=== Required tasks ===
1. Write out the part of the inotrope text that opens with the words containing "The term inotropic" and closes with "can decrease it.", word for word.
2. Continue the text on inotropes from the point where it stops.

**** Passage provided

= Inotrope =

Agent that alters the strength of muscular contractions

An inotrope (Note: The word inotrope is ISV via Neo-Latin, from Greek in-, fibre or sinew, plus -trope, turning or moving. The prevalent pronunciations are /ˈaɪnətroʊp, -noʊt-/ and /ˈɪn-/, with /ˈiːn-/ being less common.) or inotropic is a drug or any substance that alters the force or energy of muscular contractions. Negatively inotropic agents weaken the force of muscular contractions. Positively inotropic agents increase the strength of muscular contraction.

The term inotropic state is most commonly used in reference to various drugs that affect the strength of contraction of heart muscle. However, it can also refer to pathological conditions. For example, enlarged heart muscle can increase inotropic state, whereas dead heart muscle can decrease it.

==Medical uses==

Both positive and negative inotropes are used in the management of various cardiovascular conditions. The choice of agent depends largely on specific pharmacological effects of individual agents with respect to the condition. One of the most important factors affecting inotropic state is the level of calcium in the cytoplasm of the muscle cell. Positive inotropes usually increase this level, while negative inotropes decrease it. However, not all positive and negative drugs affect calcium release, and, among those that do, the mechanism for manipulating the calcium level can differ from drug to drug.

While it is often recommended that vasopressors are given through a central line due to the risk of local tissue injury if the medication enters the local tissues, they are likely safe when given for less than two hours through good peripheral intravenous catheterization.

********
**** Given entries

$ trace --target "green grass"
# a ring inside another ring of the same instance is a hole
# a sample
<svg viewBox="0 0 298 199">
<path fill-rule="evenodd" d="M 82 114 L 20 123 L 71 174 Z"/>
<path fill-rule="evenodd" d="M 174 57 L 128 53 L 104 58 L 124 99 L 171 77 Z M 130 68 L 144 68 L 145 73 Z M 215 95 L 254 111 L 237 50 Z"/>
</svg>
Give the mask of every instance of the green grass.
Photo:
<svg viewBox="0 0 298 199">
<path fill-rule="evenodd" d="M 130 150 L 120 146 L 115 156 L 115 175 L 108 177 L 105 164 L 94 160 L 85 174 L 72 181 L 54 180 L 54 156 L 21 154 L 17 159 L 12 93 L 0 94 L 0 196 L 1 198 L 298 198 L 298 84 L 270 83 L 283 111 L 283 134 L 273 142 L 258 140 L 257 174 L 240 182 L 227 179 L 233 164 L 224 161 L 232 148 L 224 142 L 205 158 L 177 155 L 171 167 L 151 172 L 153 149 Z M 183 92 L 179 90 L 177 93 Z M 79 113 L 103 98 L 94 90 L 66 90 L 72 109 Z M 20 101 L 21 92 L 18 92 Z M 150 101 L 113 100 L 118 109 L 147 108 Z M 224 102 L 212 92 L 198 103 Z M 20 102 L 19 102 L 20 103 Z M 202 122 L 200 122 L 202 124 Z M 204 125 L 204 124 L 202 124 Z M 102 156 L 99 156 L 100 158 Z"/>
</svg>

********

=== Solved problems ===
1.
The term inotropic state is most commonly used in reference to various drugs that affect the strength of contraction of heart muscle. However, it can also refer to pathological conditions. For example, enlarged heart muscle can increase inotropic state, whereas dead heart muscle can decrease it.

2.
==Positive inotropic agents==

By increasing the concentration of intracellular calcium or increasing the sensitivity of receptor proteins to calcium, positive inotropic agents can increase myocardial contractility. Concentrations of intracellular calcium can be increased by increasing influx into the cell or stimulating release from the sarcoplasmic reticulum.

Once in the cell, calcium can pass through one of two channels: the L-type calcium channel (long-lasting) and the T-type calcium channel (transient). These channels respond to voltage changes across the membrane differently: L-type channels respond to higher membrane potentials, open more slowly, and remain open longer than T-type channels.

Because of these properties, L-type channels are important in sustaining an action potential, while T-type channels are important in initiating them.

By increasing intracellular calcium, via the action of the L-type channels, the action potential can be sustained for longer and therefore, contractility increases.

Positive inotropes are used to support cardiac function in conditions such as decompensated congestive heart failure, cardiogenic shock, septic shock, myocardial infarction, cardiomyopathy, etc.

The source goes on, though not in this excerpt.